Directions:
Go through the records, and copy each line in which the string "Mark" is present.

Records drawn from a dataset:
►
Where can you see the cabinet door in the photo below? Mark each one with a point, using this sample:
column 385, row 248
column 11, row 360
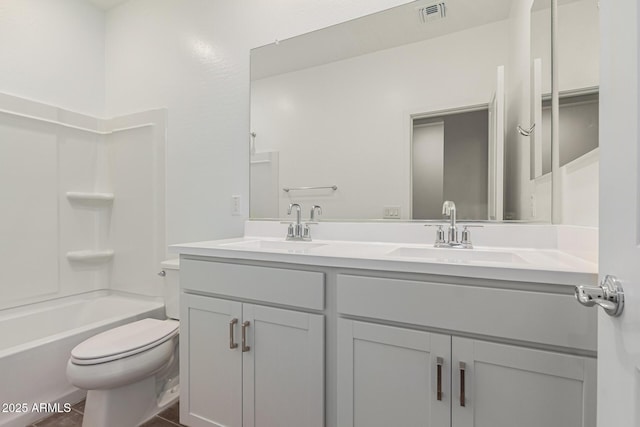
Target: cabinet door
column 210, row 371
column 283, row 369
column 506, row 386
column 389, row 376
◄
►
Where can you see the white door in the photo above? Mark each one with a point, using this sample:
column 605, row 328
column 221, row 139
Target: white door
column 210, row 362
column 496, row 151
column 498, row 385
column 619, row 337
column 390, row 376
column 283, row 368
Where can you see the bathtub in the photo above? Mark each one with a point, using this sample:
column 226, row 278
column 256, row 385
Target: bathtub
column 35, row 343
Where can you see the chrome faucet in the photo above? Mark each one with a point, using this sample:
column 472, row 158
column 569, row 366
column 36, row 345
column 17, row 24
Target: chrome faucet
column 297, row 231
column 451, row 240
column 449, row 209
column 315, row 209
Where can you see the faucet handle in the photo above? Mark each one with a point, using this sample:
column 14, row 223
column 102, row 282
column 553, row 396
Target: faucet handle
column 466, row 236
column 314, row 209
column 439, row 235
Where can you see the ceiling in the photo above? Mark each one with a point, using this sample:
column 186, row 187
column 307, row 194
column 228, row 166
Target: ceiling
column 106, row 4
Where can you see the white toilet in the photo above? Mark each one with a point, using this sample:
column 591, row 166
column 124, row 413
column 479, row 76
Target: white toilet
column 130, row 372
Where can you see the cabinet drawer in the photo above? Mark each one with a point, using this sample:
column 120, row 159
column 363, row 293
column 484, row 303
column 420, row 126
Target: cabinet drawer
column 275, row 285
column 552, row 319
◄
Answer to this problem:
Where can you see the cabinet door in the photo below? Mark each one with a point, using this sample:
Where can you see the white door in the photo above? Mark each one with a point, using this sample:
Where can you see the bathtub in the photo above? Mark each one with a point, using this sample:
Where can you see the chrome faucet in the photo above? Mark each one with a point, using this sample:
Where can you see the faucet handle in the photo above? Mark each one with a point, using this sample:
Where can you see the ceiling in the photo above? Mark each one with a point, using this sample:
Where can you see the white toilet in the photo above? Mark each one with a point, using this sample:
Where can you see the cabinet drawer in the photo above? Mark each one with a point, using this sample:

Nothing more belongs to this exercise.